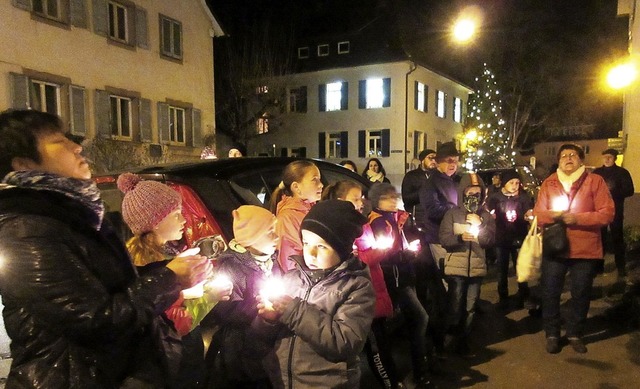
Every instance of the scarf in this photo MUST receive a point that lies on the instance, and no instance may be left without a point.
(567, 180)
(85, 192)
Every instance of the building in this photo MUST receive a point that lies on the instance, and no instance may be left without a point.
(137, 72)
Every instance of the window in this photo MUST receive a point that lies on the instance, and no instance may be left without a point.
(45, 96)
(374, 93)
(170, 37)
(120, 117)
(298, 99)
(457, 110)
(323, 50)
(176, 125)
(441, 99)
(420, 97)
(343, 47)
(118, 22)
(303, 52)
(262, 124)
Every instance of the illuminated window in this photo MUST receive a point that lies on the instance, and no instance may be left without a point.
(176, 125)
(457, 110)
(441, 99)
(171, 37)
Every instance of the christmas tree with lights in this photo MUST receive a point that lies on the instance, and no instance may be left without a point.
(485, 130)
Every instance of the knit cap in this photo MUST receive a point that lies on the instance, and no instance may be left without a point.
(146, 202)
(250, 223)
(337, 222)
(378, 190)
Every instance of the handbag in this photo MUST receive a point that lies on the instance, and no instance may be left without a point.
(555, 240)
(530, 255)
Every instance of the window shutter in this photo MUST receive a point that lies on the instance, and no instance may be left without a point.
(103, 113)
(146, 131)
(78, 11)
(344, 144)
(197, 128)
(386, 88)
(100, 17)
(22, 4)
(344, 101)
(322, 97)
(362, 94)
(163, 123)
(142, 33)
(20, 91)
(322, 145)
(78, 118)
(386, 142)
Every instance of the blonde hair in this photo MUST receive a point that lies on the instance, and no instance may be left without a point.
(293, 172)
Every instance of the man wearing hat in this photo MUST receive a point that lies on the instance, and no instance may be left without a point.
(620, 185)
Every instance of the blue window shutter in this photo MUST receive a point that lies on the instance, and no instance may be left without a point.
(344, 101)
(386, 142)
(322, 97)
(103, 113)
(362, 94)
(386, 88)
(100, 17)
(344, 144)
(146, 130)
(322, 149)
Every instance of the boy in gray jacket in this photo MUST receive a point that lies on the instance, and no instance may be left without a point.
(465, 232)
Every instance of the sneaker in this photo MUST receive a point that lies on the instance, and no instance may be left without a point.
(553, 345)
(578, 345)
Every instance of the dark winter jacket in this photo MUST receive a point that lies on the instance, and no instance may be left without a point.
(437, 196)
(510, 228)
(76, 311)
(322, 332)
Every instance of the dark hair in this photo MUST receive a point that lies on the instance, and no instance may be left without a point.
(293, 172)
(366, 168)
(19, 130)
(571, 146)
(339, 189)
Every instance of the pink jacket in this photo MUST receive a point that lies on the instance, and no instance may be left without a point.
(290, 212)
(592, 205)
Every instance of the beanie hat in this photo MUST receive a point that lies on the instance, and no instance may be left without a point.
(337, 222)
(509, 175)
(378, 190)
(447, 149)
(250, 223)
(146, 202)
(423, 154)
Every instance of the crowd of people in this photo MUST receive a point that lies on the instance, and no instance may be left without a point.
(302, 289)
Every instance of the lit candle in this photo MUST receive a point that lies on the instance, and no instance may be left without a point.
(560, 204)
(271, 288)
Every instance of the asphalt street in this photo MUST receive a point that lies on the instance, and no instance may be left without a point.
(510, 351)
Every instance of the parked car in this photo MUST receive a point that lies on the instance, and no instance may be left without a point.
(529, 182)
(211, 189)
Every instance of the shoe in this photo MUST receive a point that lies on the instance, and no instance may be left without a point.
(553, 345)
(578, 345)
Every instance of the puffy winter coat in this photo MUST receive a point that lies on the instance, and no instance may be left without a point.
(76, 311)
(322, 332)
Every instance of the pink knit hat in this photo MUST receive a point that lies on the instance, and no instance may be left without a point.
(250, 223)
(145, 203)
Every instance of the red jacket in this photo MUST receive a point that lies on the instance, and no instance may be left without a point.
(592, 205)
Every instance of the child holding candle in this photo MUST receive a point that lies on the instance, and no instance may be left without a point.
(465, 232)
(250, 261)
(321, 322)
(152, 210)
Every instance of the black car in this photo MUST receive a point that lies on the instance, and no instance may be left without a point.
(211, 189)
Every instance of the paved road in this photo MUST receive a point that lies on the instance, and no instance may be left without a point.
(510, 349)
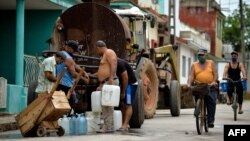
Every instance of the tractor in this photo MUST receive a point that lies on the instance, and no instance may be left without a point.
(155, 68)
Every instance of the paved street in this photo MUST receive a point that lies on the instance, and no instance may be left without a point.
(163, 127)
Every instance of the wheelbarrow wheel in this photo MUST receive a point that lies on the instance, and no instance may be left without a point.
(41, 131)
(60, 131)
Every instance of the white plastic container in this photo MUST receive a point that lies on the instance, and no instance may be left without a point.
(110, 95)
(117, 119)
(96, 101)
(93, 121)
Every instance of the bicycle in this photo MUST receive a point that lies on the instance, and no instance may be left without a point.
_ _ _
THE PROBLEM -
Format every line of the entries above as a Markdown table with the columns "Row" and "Line", numbering the rows and skipping blank lines. Leave the pictures out of the answer.

TASK OUTPUT -
| Row | Line |
|---|---|
| 1 | Every instance of the scarf in this photo MUST receive a point that lies on the instance, and no instance may be left without a point. |
| 2 | (567, 180) |
| 3 | (85, 192) |
| 4 | Every instance of the building in this photo MUST receive a point that lies on the instance, and no instance may be left without a point. |
| 5 | (137, 72) |
| 6 | Every instance of the window in this photo MUST receive a point that lies on the instance, and no instance may be left without a point. |
| 7 | (45, 96) |
| 8 | (374, 93) |
| 9 | (170, 37) |
| 10 | (120, 117) |
| 11 | (298, 99) |
| 12 | (457, 110) |
| 13 | (323, 50) |
| 14 | (176, 125) |
| 15 | (441, 99) |
| 16 | (420, 97) |
| 17 | (343, 47) |
| 18 | (118, 22) |
| 19 | (303, 52) |
| 20 | (262, 124) |
| 21 | Every instance of the illuminated window in this photo MUST receive a point that lies on the instance, and no instance may be left without a point. |
| 22 | (176, 125) |
| 23 | (457, 110) |
| 24 | (441, 99) |
| 25 | (171, 37) |
| 26 | Every instance of the christmas tree with lights in this photo MUST receive a point that lies on the instance, and no instance may be left without a point. |
| 27 | (485, 130) |
| 28 | Every instance of the knit cap in this photo MUST receive a point that lies on the instance, and no instance may be left without a point. |
| 29 | (146, 202) |
| 30 | (250, 223) |
| 31 | (337, 222) |
| 32 | (378, 190) |
| 33 | Every instance of the handbag in this photo MUST receive a point that lies on the instance, and no instance may be left without a point. |
| 34 | (555, 240) |
| 35 | (530, 255) |
| 36 | Every instance of the window shutter in this photo MUST receive a point that lies on the instance, and no instance may be left without a point. |
| 37 | (103, 113) |
| 38 | (146, 131) |
| 39 | (78, 11) |
| 40 | (344, 144) |
| 41 | (197, 128) |
| 42 | (386, 88) |
| 43 | (100, 17) |
| 44 | (22, 4) |
| 45 | (344, 101) |
| 46 | (322, 97) |
| 47 | (362, 94) |
| 48 | (163, 123) |
| 49 | (142, 33) |
| 50 | (20, 91) |
| 51 | (322, 145) |
| 52 | (78, 118) |
| 53 | (386, 142) |
| 54 | Every instance of the blonde hair in this photo MUST receive a point that lies on the instance, and no instance may be left without a point. |
| 55 | (293, 172) |
| 56 | Every instance of the man wearing hat in this photo MUST receive a point that lies on the instance, and no instance may be left without a point. |
| 57 | (620, 185) |
| 58 | Every instance of the blue window shutter in this photo MUST receive a point that lies on the instance, and no instance may be left without a point. |
| 59 | (344, 101) |
| 60 | (386, 142) |
| 61 | (322, 97) |
| 62 | (103, 113) |
| 63 | (362, 94) |
| 64 | (386, 88) |
| 65 | (100, 17) |
| 66 | (344, 144) |
| 67 | (146, 130) |
| 68 | (322, 149) |
| 69 | Every instance of the boy in gray jacket in this photo MUST receive a point that lies on the instance, and no instance may be left without a point. |
| 70 | (465, 232) |
| 71 | Every instance of the sneaker in this photo MUST receive a point that lies on the instance, and no instance may be left without a point. |
| 72 | (553, 345) |
| 73 | (578, 345) |
| 74 | Every instance of the dark winter jacket in this photo MUST receive a point that lies on the instance, and no instance may be left without a point. |
| 75 | (437, 196) |
| 76 | (510, 228) |
| 77 | (76, 311) |
| 78 | (322, 332) |
| 79 | Every instance of the dark hair in this photo MUST receive a point that lies on the instance, and no instance may be left without a point. |
| 80 | (293, 172) |
| 81 | (366, 168) |
| 82 | (19, 130) |
| 83 | (571, 146) |
| 84 | (339, 189) |
| 85 | Every instance of the pink jacket in this photo MUST receive a point that lies on the instance, and no instance may be left without a point. |
| 86 | (290, 212) |
| 87 | (592, 205) |
| 88 | Every instance of the beanie hat in this photo MUST receive a point that lies on the instance, and no instance may be left without a point. |
| 89 | (337, 222) |
| 90 | (509, 175) |
| 91 | (378, 190) |
| 92 | (447, 149) |
| 93 | (250, 223) |
| 94 | (146, 202) |
| 95 | (423, 154) |
| 96 | Every instance of the crowd of people in this photo MUST receive a point that lies on the instance, and no instance may be left without a point. |
| 97 | (302, 289) |
| 98 | Every instance of the lit candle in this photo MUST receive a point that lies on the instance, and no instance may be left without a point. |
| 99 | (560, 204) |
| 100 | (271, 288) |
| 101 | Every instance of the asphalt street in this photo MUST receive a point that lies on the instance, and no instance may be left without a point. |
| 102 | (510, 351) |
| 103 | Every instance of the parked car in this photo MUST receive a point that lies on the instance, and no instance may be left without a point. |
| 104 | (529, 182) |
| 105 | (211, 189) |
| 106 | Every instance of the shoe in this photo MUST receive a point that lies on the instance, and no instance may be left without a point. |
| 107 | (553, 345) |
| 108 | (578, 345) |
| 109 | Every instance of the puffy winter coat in this photo MUST receive a point that lies on the instance, and no instance may be left without a point. |
| 110 | (76, 311) |
| 111 | (322, 332) |
| 112 | Every instance of the pink knit hat in this photo MUST receive a point that lies on the instance, and no instance may be left without a point. |
| 113 | (250, 223) |
| 114 | (145, 203) |
| 115 | Every instance of the red jacket in this photo MUST receive a point that lies on the instance, and no instance may be left without a point. |
| 116 | (592, 205) |
| 117 | Every instance of the child holding candle in this photo MUST receive a point that lies on the instance, and no instance may be left without a point. |
| 118 | (465, 232) |
| 119 | (250, 261) |
| 120 | (321, 322) |
| 121 | (152, 210) |
| 122 | Every instance of the black car in this photo MUST receive a point that lies on the instance, and no instance may be left without a point. |
| 123 | (211, 189) |
| 124 | Every instance of the paved road in this photo MUST receive a point that lies on the instance, and no instance may be left without a point. |
| 125 | (510, 349) |
| 126 | Every instance of the tractor in this photo MUST receive a point that lies on the instance, and no instance may be left without a point. |
| 127 | (155, 68) |
| 128 | Every instance of the paved street in this photo MUST receive a point that lies on the instance, and no instance may be left without a point. |
| 129 | (163, 127) |
| 130 | Every instance of the wheelbarrow wheel in this photo MUST receive a point that lies on the instance, and no instance may be left without a point. |
| 131 | (41, 131) |
| 132 | (60, 131) |
| 133 | Every instance of the white plastic container in this photo MUST receive a point that lies on the instance, and no instance may be left without a point. |
| 134 | (110, 95) |
| 135 | (117, 119) |
| 136 | (96, 101) |
| 137 | (93, 121) |
| 138 | Every instance of the bicycle in this photo MUST receive a point that lies on the instance, and no instance may be left without a point. |